Task item:
Copy the records below word for word, from the first line through the line that contains "woman with blonde hair", and leave out any pictures.

(Collected data)
__________
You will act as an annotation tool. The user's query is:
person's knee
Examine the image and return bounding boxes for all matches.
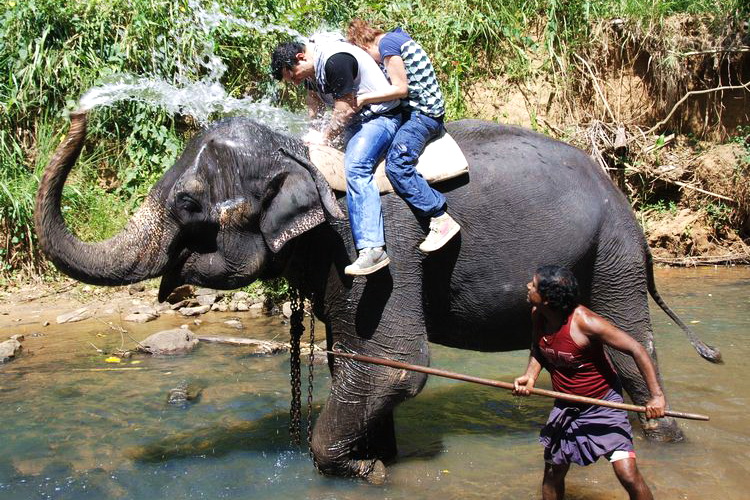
[385,144,418,181]
[345,158,376,179]
[613,459,645,490]
[386,142,417,167]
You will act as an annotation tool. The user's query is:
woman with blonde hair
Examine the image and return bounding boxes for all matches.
[347,19,460,253]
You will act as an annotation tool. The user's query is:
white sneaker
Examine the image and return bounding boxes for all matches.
[419,213,460,252]
[344,247,391,276]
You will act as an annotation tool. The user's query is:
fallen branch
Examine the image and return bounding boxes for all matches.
[15,282,75,303]
[625,163,736,203]
[536,116,566,137]
[197,335,289,354]
[654,253,750,266]
[669,179,736,202]
[670,46,750,57]
[645,81,750,136]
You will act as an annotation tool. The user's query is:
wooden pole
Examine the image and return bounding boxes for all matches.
[326,350,710,421]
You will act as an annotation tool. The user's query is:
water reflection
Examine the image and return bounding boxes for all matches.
[0,267,748,499]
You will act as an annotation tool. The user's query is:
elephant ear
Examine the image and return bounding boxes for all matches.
[278,147,346,221]
[260,166,326,253]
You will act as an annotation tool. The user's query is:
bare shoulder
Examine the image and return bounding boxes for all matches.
[571,306,609,338]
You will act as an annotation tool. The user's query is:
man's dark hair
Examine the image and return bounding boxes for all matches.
[271,41,306,81]
[535,265,580,314]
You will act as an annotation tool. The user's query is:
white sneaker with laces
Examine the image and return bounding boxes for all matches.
[419,213,460,252]
[344,247,390,276]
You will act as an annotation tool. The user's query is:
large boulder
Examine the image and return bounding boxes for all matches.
[0,339,22,363]
[139,329,199,355]
[179,305,211,316]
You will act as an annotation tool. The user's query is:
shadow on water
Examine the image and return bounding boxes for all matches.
[126,407,299,463]
[395,383,550,459]
[129,382,550,465]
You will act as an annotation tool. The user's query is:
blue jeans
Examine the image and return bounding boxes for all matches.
[344,112,402,249]
[385,111,447,218]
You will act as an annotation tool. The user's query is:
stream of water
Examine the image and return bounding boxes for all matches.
[75,0,332,134]
[0,267,748,499]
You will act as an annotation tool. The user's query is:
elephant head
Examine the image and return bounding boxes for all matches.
[35,111,344,301]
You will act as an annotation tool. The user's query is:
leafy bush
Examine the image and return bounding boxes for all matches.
[1,0,743,278]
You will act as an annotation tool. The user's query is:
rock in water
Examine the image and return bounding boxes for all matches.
[139,329,199,355]
[166,380,202,407]
[0,339,22,363]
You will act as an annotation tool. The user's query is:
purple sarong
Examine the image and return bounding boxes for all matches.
[540,388,634,466]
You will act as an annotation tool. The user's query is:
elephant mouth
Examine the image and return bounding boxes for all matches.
[157,251,191,302]
[157,246,268,303]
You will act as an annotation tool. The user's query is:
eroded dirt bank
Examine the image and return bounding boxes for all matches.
[465,14,750,264]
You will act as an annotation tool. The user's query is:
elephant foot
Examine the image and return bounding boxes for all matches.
[358,459,387,485]
[640,415,684,442]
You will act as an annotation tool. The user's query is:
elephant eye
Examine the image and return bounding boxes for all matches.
[176,193,201,213]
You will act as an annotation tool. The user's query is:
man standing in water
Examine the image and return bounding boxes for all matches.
[271,38,401,276]
[513,265,666,500]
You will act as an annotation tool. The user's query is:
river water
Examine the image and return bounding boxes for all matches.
[0,267,747,499]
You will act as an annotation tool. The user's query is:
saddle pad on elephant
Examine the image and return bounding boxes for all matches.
[308,131,469,194]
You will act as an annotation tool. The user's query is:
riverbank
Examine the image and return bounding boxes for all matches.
[0,267,748,499]
[2,259,748,340]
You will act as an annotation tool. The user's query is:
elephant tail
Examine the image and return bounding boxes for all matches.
[644,244,723,364]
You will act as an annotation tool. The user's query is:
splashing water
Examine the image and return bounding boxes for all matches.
[77,0,309,131]
[78,77,303,131]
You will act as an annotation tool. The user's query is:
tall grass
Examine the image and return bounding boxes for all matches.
[0,0,744,279]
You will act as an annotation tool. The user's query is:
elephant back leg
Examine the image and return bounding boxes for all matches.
[589,221,683,441]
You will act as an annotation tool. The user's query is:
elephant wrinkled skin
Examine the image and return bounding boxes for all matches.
[35,112,720,481]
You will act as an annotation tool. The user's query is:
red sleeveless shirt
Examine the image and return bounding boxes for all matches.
[535,312,619,398]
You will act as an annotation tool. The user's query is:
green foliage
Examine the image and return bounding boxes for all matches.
[703,201,732,233]
[351,0,537,114]
[242,277,291,303]
[260,277,291,303]
[1,0,743,277]
[641,199,680,214]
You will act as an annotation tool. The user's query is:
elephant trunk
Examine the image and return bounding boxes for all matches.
[34,111,177,286]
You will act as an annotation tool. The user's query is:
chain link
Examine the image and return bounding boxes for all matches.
[306,293,315,457]
[288,287,304,446]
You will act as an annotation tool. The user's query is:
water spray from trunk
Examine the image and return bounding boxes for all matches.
[76,0,313,131]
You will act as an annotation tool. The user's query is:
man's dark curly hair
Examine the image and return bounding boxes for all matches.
[271,41,306,81]
[535,265,580,314]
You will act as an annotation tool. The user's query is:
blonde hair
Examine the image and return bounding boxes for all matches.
[347,19,384,49]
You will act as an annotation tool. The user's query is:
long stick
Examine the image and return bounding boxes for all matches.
[327,350,709,421]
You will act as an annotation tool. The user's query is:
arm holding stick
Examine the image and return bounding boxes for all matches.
[577,308,666,419]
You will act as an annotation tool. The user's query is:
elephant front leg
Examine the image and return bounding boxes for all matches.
[310,362,426,482]
[310,396,392,483]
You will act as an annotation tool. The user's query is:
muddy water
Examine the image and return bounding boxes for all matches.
[0,267,748,499]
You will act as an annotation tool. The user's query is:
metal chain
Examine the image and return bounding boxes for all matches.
[306,293,316,457]
[288,287,304,446]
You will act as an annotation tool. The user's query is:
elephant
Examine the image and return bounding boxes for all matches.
[35,111,720,481]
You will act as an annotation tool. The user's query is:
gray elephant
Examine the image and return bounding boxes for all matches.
[35,112,719,481]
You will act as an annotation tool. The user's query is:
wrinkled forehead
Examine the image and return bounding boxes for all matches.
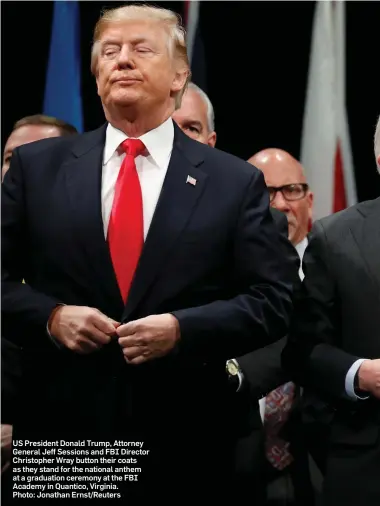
[260,159,307,187]
[98,19,170,50]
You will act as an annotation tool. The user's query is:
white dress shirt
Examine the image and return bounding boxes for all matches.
[102,117,174,240]
[295,236,308,281]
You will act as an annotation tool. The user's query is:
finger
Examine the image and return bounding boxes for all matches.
[93,313,120,335]
[70,337,100,355]
[82,326,112,346]
[122,346,145,361]
[118,334,147,348]
[108,318,121,329]
[116,321,139,337]
[128,354,149,365]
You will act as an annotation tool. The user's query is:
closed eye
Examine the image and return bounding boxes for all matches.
[101,43,120,57]
[135,46,152,53]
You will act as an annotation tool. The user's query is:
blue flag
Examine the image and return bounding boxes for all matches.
[43,1,83,132]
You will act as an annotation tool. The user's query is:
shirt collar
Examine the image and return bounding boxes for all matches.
[295,236,308,261]
[103,117,174,168]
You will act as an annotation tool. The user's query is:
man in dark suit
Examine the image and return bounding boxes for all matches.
[282,116,380,506]
[1,5,296,502]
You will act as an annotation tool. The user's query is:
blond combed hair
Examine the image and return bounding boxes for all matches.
[91,3,191,109]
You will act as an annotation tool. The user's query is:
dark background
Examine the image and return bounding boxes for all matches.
[1,1,379,201]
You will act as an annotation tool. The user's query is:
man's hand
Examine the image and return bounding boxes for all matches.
[358,359,380,398]
[49,305,120,354]
[117,314,180,365]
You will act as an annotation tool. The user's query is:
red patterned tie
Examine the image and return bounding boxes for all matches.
[108,138,145,303]
[264,381,295,470]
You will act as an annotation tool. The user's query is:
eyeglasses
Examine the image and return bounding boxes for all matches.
[267,183,309,203]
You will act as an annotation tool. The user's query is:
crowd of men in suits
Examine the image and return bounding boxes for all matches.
[1,4,380,505]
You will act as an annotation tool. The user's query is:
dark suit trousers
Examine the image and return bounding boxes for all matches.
[323,435,380,506]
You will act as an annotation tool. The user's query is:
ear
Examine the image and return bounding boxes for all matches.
[207,131,217,148]
[377,155,380,169]
[95,75,101,97]
[171,67,190,95]
[307,191,314,230]
[307,191,314,213]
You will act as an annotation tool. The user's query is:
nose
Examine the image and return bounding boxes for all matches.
[271,191,290,212]
[117,45,134,69]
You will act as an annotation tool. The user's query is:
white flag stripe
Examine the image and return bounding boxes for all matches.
[186,0,200,66]
[301,1,335,220]
[300,0,356,220]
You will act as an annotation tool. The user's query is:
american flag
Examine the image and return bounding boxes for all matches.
[186,175,197,186]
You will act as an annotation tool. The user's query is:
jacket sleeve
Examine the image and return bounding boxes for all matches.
[1,148,62,345]
[236,209,297,397]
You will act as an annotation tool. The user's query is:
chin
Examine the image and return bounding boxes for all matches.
[108,90,141,107]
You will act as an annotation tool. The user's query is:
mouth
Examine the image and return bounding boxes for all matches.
[113,78,141,85]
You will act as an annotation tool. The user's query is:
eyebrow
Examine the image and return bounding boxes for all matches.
[131,37,152,45]
[101,37,152,46]
[100,39,120,47]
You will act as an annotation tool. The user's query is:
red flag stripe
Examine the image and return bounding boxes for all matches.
[333,140,347,213]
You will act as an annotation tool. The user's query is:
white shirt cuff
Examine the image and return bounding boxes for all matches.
[345,358,369,400]
[236,367,244,392]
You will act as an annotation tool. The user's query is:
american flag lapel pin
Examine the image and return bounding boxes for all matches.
[186,175,197,186]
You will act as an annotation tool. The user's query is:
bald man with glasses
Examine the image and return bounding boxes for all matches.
[251,149,313,273]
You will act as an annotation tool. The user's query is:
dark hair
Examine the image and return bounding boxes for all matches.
[13,114,78,136]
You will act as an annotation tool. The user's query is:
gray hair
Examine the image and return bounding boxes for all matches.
[375,115,380,173]
[187,82,215,132]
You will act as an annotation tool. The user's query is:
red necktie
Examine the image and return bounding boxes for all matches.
[108,138,145,303]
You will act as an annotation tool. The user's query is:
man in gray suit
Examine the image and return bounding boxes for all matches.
[283,115,380,506]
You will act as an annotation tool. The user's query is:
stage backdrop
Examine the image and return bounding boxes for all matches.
[1,1,379,202]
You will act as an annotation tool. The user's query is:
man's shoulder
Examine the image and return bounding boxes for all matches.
[315,198,379,236]
[203,144,258,179]
[16,125,106,160]
[179,134,260,188]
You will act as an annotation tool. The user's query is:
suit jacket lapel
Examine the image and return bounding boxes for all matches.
[63,125,124,314]
[351,198,380,300]
[122,126,208,321]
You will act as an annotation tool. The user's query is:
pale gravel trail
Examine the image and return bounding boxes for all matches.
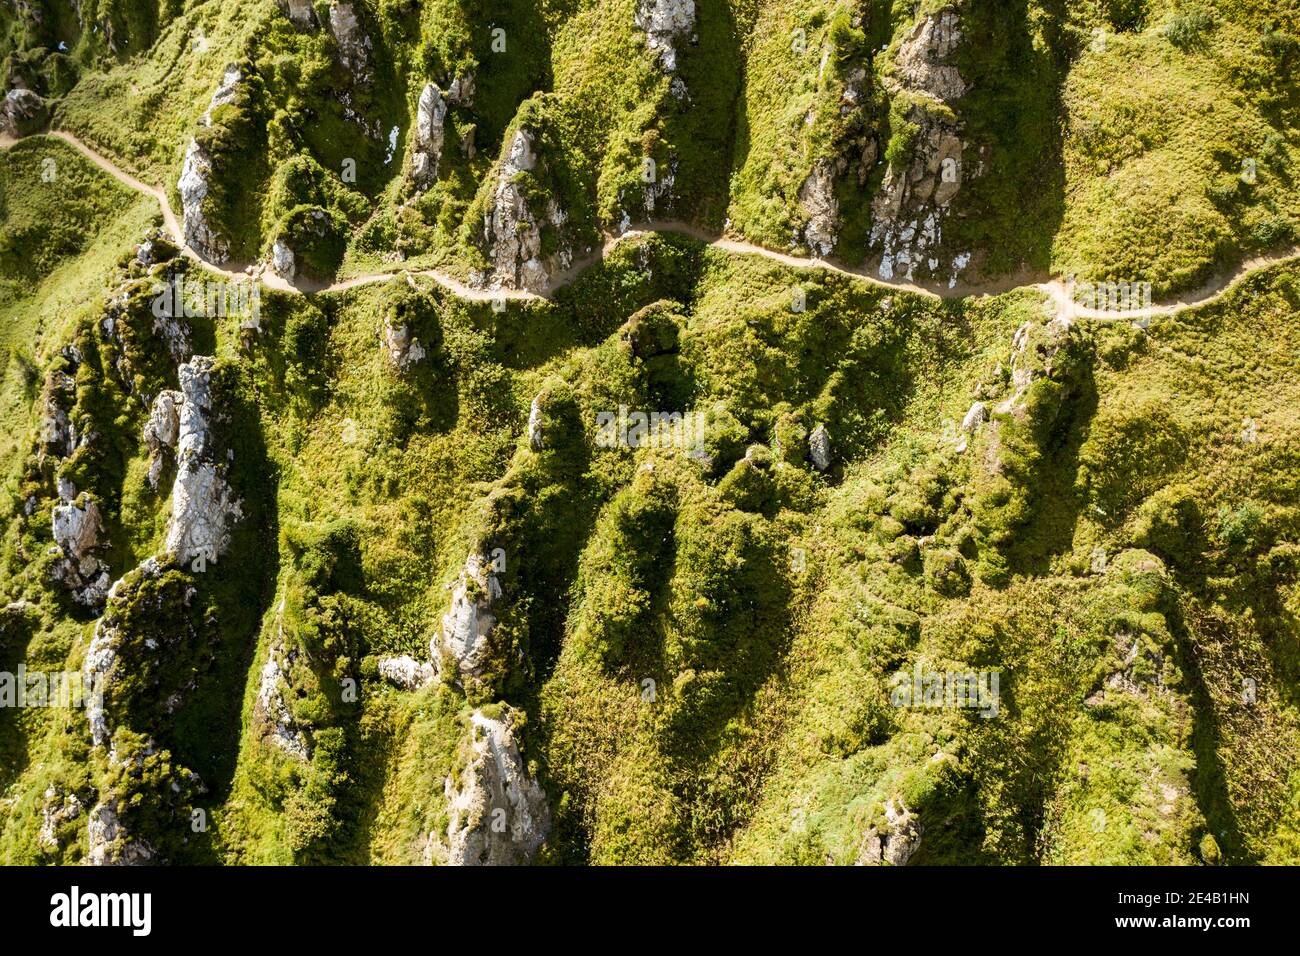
[11,131,1300,318]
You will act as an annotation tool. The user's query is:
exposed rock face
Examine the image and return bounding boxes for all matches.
[635,0,696,73]
[38,787,83,853]
[799,159,840,257]
[956,399,987,453]
[895,9,967,103]
[447,74,475,107]
[1,86,48,135]
[329,1,373,84]
[383,314,426,370]
[431,553,500,680]
[178,66,242,264]
[38,369,76,460]
[441,709,549,865]
[482,128,569,292]
[378,654,435,690]
[143,389,183,489]
[87,798,154,866]
[527,396,544,451]
[163,357,242,568]
[410,82,447,185]
[51,495,110,606]
[276,0,319,31]
[855,798,921,866]
[271,240,296,282]
[870,8,971,283]
[255,653,310,760]
[808,424,833,472]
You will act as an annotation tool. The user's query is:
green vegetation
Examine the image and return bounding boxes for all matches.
[0,0,1297,867]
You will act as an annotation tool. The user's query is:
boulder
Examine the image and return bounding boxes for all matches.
[0,87,48,136]
[382,315,426,370]
[378,654,435,690]
[271,240,296,281]
[808,424,833,472]
[441,709,550,865]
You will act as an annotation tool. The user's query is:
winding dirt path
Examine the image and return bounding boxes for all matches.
[11,131,1300,318]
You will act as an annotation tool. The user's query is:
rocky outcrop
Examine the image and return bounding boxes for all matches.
[178,66,242,264]
[37,368,76,460]
[798,159,839,257]
[51,494,110,606]
[635,0,696,73]
[86,798,154,866]
[255,652,310,760]
[329,1,373,84]
[382,313,426,370]
[808,424,833,472]
[527,396,544,452]
[38,787,83,853]
[440,709,549,865]
[448,74,475,107]
[143,389,182,489]
[431,552,500,681]
[894,10,966,102]
[276,0,319,31]
[378,654,435,690]
[870,8,972,284]
[162,357,242,568]
[855,798,921,866]
[1,86,48,135]
[410,82,447,185]
[482,128,570,293]
[271,240,296,282]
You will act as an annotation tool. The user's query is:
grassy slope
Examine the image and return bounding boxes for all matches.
[0,0,1297,866]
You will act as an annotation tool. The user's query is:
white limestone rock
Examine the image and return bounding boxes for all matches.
[163,357,242,568]
[855,798,922,866]
[86,798,154,867]
[271,240,296,281]
[329,1,373,84]
[411,82,448,185]
[143,389,183,489]
[51,496,109,606]
[482,128,563,293]
[440,709,550,865]
[527,395,544,452]
[635,0,696,73]
[378,654,435,690]
[798,159,840,257]
[255,652,310,760]
[178,66,242,264]
[277,0,319,30]
[431,553,500,680]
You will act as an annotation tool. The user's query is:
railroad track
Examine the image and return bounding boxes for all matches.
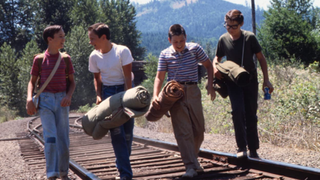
[16,115,320,180]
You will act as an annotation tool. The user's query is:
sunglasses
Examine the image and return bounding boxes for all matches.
[224,23,239,29]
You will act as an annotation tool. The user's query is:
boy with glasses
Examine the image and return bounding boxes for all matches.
[213,9,274,159]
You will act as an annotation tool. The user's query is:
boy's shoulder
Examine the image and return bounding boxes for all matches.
[34,52,70,59]
[185,42,201,49]
[112,43,130,52]
[242,30,254,36]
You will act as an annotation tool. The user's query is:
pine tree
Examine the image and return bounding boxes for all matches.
[16,40,40,115]
[64,25,96,107]
[31,0,73,51]
[257,0,318,64]
[0,0,33,53]
[98,0,145,60]
[0,43,20,113]
[69,0,99,27]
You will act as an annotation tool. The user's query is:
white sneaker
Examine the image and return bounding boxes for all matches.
[237,150,247,159]
[182,168,198,178]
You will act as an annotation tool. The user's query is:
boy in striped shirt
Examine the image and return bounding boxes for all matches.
[152,24,215,178]
[26,25,76,180]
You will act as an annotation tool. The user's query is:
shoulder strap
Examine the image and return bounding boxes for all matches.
[35,53,45,74]
[61,52,70,77]
[241,32,245,67]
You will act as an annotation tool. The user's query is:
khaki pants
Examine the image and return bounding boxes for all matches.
[169,84,204,170]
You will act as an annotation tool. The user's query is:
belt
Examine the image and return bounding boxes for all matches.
[178,81,197,85]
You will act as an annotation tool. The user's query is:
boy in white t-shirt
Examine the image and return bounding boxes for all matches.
[88,23,134,180]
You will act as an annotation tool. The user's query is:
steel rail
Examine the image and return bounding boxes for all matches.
[27,116,101,180]
[24,116,320,180]
[133,135,320,180]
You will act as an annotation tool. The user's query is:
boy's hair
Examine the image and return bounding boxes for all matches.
[88,23,111,40]
[168,24,186,39]
[43,25,63,44]
[225,9,244,24]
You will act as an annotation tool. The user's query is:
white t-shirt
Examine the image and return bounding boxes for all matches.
[88,43,133,86]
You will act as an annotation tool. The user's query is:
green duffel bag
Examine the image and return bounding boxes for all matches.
[82,85,151,140]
__________
Answer space:
You will act as an annotation tool. The user's query is:
person's knee
Examine the image and return bounding boxes for all matches.
[385,144,418,181]
[345,158,376,179]
[613,459,645,490]
[386,142,417,167]
You will act as an annotation tool. The user's query is:
woman with blonde hair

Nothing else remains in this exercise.